• [PROBLEM]: Rewrite the stretch from the line containing "One point belongs to each instance of the green lawn, shown" through the end of the rows, requests included, scaling every coordinate in the answers by 1.95 and rounding to whole numbers with halves rounded up. Leave the requests and their sample coordinates unchanged, and return only those lines.

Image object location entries
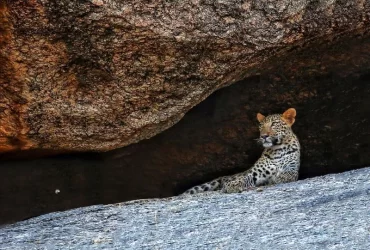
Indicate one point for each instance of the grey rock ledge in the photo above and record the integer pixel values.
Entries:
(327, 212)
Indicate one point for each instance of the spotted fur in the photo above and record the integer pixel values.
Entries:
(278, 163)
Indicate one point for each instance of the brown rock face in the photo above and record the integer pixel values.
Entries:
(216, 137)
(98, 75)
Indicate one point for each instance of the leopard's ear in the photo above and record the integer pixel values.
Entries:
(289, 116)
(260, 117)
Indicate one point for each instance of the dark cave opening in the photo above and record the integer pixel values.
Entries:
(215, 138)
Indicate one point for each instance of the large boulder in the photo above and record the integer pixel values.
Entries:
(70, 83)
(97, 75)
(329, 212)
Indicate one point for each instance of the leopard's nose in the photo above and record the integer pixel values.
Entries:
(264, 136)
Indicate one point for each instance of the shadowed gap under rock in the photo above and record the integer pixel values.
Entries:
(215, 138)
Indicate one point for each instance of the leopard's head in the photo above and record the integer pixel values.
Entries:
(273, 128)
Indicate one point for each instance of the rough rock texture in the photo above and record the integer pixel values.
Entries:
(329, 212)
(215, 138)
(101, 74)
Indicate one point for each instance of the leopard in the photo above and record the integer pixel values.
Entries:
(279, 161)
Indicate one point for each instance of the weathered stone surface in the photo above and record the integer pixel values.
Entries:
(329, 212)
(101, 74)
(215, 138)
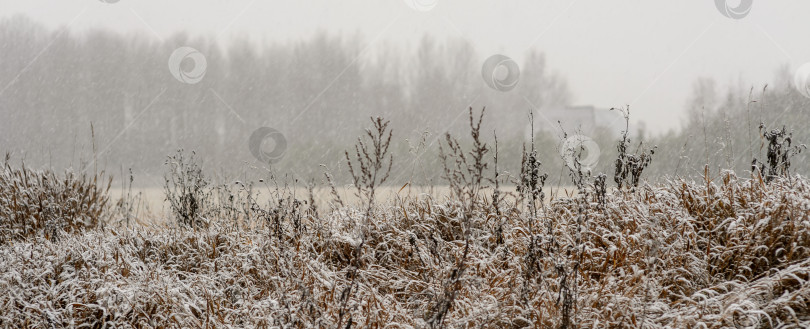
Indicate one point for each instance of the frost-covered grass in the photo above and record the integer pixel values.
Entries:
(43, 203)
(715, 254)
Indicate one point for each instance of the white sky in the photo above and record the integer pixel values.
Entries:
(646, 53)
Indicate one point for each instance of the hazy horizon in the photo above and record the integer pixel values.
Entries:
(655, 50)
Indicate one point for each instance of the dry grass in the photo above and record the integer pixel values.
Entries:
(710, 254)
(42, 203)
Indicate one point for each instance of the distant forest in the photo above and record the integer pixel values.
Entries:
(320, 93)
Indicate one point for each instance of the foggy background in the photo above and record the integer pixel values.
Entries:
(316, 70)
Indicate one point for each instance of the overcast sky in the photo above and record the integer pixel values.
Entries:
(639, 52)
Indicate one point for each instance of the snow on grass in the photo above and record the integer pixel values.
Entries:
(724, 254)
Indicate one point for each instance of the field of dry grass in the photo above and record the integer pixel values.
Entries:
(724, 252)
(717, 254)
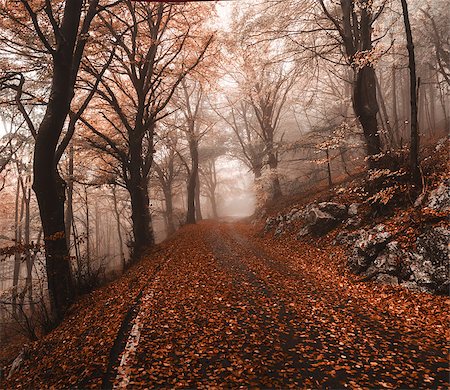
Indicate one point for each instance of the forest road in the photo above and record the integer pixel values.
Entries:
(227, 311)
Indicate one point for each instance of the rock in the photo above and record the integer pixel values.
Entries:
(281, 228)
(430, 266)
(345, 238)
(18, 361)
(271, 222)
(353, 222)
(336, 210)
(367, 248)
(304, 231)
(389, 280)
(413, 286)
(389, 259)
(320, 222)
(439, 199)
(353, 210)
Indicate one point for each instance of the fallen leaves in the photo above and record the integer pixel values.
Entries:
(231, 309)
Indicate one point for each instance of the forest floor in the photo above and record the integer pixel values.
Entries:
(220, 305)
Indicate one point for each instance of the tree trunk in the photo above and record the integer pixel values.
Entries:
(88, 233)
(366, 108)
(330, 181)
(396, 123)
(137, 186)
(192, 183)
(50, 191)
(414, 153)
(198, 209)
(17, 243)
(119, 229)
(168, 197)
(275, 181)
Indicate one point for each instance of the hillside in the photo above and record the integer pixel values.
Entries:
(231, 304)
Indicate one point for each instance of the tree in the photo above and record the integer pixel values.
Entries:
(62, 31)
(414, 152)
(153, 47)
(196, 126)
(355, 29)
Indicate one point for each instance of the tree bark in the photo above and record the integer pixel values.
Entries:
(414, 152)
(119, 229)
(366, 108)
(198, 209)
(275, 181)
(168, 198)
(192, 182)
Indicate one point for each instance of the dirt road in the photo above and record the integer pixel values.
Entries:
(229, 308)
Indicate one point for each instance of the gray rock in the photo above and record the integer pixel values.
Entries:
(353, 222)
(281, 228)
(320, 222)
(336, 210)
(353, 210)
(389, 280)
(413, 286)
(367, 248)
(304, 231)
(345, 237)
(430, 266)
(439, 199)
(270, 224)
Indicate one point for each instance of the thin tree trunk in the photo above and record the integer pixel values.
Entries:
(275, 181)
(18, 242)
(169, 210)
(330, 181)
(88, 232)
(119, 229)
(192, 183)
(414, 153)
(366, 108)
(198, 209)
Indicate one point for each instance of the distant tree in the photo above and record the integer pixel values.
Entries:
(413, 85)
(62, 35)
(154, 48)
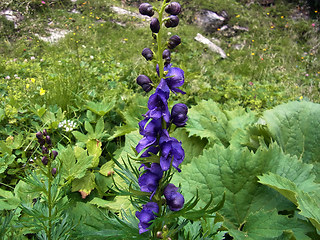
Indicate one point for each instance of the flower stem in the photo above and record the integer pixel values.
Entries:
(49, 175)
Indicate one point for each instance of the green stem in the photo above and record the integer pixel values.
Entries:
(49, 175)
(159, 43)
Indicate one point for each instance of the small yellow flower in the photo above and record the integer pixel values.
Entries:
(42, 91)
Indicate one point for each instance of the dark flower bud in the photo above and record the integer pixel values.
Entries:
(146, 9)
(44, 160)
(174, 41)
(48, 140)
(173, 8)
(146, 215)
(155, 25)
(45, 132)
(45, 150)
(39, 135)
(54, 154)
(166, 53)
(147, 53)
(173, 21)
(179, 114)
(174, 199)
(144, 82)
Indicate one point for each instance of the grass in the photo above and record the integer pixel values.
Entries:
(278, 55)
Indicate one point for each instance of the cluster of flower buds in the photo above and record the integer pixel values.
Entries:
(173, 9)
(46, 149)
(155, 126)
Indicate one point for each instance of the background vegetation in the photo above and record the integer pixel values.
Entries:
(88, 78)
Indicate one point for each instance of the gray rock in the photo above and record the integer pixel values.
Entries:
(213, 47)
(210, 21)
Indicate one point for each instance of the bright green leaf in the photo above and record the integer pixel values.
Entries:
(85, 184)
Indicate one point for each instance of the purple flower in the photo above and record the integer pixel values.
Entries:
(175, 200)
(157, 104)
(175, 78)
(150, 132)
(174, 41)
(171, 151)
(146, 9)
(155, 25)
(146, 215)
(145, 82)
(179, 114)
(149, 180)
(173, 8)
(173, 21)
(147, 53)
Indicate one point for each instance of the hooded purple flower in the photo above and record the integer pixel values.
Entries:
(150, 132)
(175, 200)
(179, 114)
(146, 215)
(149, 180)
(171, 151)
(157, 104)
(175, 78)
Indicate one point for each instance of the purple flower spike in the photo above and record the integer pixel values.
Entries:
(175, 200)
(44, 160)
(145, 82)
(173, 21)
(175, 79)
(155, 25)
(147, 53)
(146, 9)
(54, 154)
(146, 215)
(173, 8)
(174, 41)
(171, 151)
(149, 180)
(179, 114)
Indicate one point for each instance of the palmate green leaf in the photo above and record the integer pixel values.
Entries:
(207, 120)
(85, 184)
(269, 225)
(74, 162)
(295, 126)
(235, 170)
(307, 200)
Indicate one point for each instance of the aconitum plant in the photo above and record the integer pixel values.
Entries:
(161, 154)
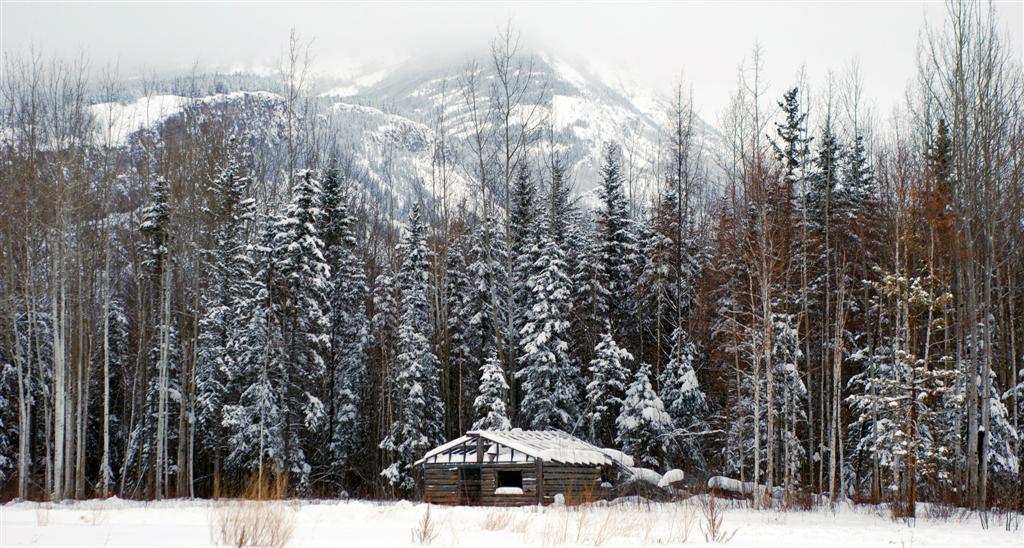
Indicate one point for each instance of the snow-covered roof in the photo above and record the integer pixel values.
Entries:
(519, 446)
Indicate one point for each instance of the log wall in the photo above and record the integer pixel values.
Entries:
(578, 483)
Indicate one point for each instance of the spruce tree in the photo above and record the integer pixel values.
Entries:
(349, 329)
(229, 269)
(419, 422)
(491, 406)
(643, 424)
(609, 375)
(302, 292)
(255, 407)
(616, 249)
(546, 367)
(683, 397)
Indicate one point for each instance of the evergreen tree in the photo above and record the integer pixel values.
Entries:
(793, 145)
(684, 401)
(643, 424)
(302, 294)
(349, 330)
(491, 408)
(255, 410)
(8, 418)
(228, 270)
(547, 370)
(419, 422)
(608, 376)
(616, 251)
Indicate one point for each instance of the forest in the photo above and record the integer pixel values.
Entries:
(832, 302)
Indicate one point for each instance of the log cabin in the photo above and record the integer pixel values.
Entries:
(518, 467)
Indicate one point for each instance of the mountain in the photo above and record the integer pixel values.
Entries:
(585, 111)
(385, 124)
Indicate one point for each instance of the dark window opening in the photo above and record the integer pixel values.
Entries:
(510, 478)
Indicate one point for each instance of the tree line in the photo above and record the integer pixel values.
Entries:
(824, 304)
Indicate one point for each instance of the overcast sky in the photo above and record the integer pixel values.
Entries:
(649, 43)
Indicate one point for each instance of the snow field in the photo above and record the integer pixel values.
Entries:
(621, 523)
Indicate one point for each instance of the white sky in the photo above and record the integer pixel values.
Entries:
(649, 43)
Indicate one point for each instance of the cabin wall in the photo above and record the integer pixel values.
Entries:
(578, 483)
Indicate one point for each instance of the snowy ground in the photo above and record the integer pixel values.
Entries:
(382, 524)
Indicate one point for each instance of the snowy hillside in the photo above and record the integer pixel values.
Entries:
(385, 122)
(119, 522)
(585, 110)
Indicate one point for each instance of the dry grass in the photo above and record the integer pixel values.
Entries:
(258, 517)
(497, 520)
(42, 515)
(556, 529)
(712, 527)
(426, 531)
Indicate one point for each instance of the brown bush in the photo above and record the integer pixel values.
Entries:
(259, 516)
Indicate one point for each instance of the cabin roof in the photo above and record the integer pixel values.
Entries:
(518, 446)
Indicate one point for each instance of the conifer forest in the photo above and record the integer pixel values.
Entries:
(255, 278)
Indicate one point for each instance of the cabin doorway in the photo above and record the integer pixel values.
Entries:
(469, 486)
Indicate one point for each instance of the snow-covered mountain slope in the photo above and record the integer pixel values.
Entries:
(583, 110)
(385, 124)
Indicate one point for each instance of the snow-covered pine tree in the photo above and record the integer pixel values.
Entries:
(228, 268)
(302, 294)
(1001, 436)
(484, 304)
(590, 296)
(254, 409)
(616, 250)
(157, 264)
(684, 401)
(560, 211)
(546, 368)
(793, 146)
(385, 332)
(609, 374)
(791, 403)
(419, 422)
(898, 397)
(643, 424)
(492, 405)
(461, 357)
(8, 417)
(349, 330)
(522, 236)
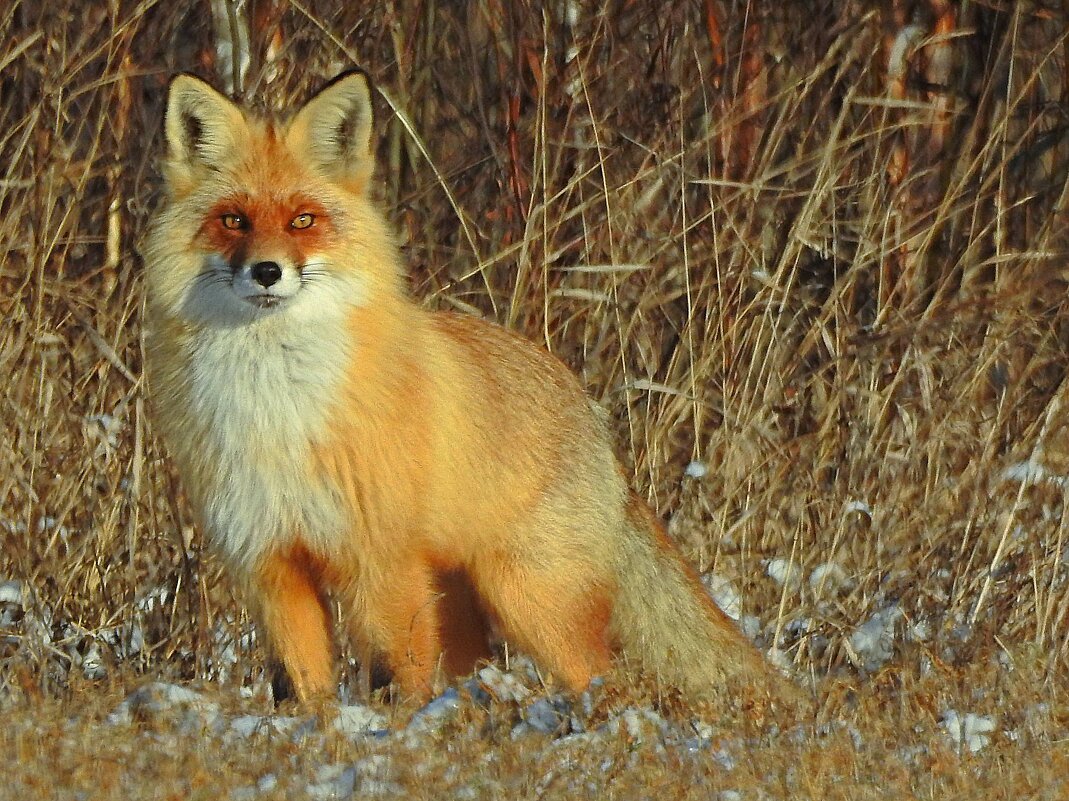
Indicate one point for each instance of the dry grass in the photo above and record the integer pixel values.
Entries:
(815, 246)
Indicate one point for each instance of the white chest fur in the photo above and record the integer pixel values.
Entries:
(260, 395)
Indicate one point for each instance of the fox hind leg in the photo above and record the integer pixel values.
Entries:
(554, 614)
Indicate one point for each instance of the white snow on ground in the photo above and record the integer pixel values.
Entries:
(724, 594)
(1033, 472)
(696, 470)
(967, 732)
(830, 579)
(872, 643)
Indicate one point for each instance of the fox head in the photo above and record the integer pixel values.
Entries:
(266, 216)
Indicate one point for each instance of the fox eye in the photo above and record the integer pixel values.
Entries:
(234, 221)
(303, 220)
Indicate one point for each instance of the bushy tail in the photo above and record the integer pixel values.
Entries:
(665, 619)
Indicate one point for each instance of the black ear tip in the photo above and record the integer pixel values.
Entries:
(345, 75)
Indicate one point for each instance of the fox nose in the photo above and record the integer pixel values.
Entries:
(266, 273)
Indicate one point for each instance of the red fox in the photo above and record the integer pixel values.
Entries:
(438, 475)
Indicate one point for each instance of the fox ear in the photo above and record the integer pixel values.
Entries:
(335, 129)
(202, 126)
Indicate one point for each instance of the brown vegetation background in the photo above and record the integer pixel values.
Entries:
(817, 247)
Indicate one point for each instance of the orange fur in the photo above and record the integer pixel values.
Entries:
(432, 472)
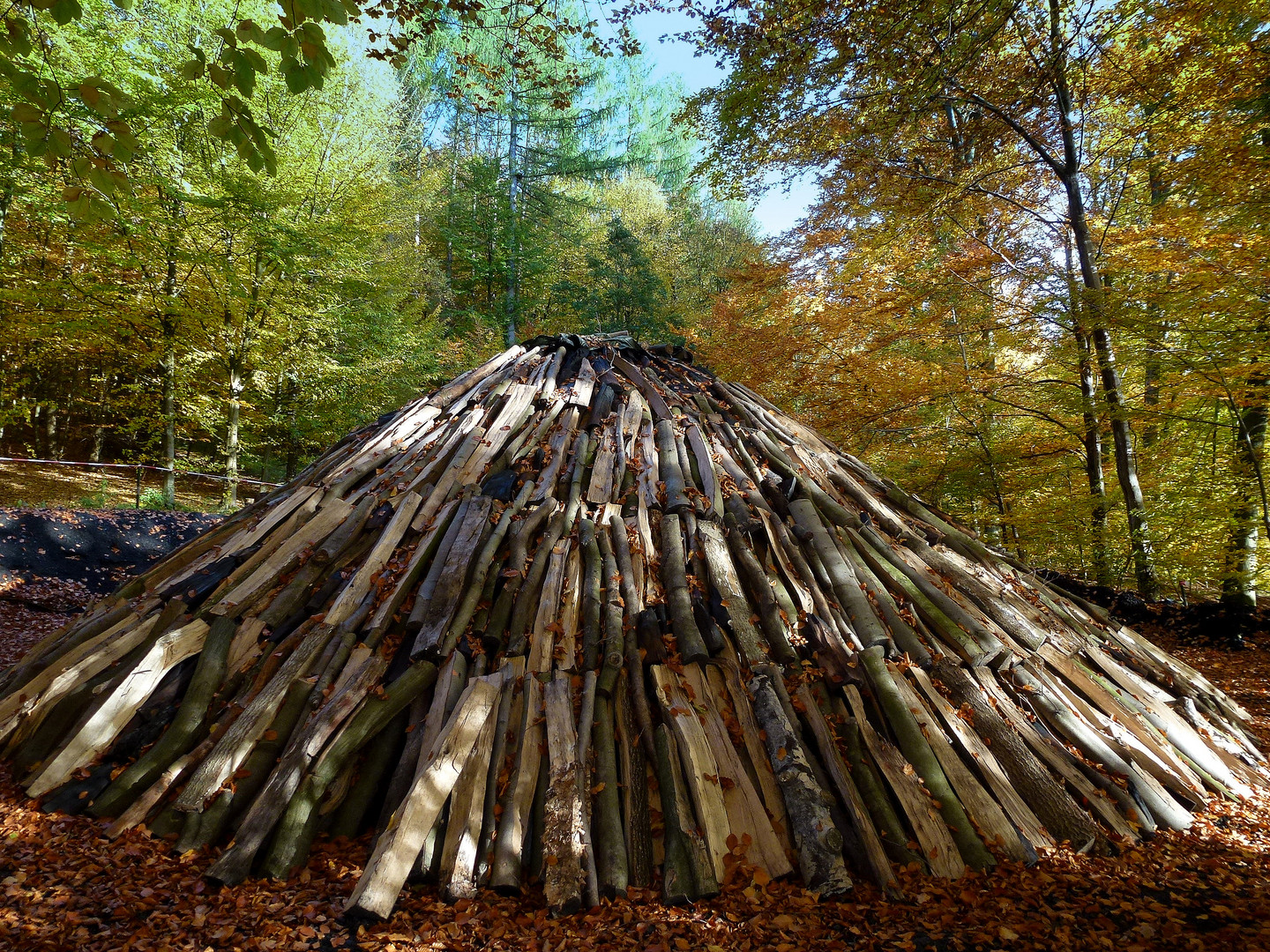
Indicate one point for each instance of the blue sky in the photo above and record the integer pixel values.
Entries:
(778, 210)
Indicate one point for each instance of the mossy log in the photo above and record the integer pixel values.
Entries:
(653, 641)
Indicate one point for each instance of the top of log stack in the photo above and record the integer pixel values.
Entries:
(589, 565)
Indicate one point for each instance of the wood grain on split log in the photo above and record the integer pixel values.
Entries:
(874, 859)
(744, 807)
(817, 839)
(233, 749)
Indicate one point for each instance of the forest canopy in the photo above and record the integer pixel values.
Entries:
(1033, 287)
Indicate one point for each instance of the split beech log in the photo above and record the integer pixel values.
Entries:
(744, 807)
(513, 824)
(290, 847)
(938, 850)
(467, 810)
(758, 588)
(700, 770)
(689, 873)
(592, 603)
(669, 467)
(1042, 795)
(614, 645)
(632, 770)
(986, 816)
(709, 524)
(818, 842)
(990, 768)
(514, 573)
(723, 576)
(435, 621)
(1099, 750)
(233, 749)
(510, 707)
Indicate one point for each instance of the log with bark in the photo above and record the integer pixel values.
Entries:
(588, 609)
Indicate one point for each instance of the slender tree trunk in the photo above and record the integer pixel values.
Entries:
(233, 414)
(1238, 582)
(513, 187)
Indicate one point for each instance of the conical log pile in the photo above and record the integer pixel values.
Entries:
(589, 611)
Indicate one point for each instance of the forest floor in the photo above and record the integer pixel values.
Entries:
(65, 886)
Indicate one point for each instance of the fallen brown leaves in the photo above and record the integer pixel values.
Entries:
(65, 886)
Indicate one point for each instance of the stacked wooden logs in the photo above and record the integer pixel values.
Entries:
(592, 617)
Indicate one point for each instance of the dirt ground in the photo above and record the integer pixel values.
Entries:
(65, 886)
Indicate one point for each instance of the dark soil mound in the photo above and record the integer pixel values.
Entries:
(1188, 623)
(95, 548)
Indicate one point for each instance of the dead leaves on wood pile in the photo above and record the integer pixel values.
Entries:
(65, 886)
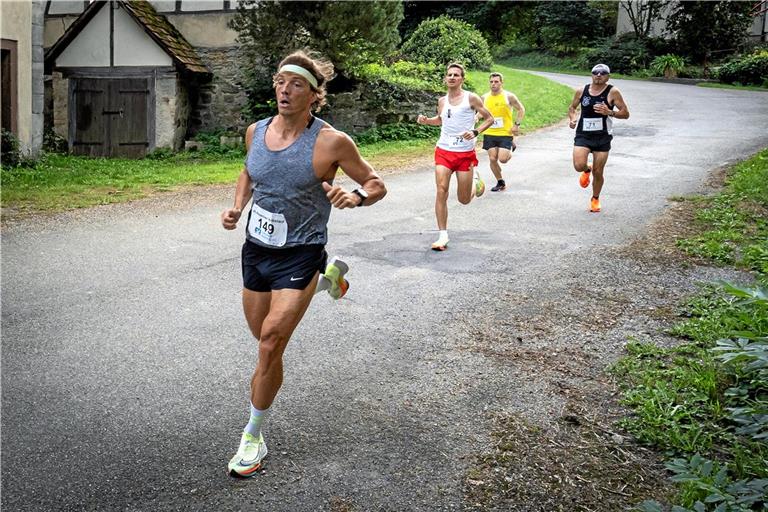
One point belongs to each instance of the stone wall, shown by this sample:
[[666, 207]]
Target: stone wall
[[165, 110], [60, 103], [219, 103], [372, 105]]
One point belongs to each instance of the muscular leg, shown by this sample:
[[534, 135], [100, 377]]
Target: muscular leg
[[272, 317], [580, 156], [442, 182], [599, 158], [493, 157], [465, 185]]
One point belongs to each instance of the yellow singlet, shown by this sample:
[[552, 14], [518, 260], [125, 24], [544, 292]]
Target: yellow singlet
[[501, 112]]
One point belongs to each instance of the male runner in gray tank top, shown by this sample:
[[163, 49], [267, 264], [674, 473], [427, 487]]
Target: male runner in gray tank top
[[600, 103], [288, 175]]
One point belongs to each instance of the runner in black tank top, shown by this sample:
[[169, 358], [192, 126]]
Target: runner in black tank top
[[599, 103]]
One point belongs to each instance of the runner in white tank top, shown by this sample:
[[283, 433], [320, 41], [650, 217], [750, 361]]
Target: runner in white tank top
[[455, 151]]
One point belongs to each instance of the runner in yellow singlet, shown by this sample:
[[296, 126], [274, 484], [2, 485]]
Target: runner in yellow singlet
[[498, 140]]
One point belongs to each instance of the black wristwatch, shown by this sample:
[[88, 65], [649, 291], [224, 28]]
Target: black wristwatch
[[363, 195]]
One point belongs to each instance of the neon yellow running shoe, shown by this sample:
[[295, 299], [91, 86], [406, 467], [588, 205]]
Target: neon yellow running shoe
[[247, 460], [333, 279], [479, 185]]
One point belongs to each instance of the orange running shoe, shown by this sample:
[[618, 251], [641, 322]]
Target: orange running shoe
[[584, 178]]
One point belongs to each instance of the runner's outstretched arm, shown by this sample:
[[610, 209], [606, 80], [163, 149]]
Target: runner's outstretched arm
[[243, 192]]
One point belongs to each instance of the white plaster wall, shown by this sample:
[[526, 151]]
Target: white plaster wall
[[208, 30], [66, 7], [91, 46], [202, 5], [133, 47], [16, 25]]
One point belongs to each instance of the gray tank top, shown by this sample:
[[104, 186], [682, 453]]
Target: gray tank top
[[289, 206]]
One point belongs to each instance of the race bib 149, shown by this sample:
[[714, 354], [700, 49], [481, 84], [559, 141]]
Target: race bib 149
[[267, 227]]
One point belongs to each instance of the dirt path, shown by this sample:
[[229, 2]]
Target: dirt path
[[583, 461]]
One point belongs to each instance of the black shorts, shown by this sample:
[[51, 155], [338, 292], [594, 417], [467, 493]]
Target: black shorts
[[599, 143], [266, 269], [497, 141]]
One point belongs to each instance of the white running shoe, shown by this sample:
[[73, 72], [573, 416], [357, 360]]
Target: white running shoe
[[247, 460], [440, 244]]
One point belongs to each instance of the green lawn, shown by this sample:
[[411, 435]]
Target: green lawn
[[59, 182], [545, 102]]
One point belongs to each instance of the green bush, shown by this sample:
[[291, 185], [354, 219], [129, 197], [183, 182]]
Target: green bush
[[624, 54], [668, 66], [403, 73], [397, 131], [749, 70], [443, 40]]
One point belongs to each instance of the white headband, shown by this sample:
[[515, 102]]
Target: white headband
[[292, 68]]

• [EXERCISE ANSWER]:
One point belongs to each instance of the green lawn, shown by this sample:
[[411, 435]]
Target: green lawn
[[115, 355], [1063, 199]]
One point belongs to each instance of the green bush, shown by this sample:
[[291, 185], [354, 219], [129, 197], [183, 182]]
Target: green bush
[[1217, 105], [1303, 129], [786, 142], [774, 255], [1461, 137], [864, 78]]
One point belongs to each instance of the white headband, shown by this sample:
[[515, 102]]
Target: white headband
[[569, 133]]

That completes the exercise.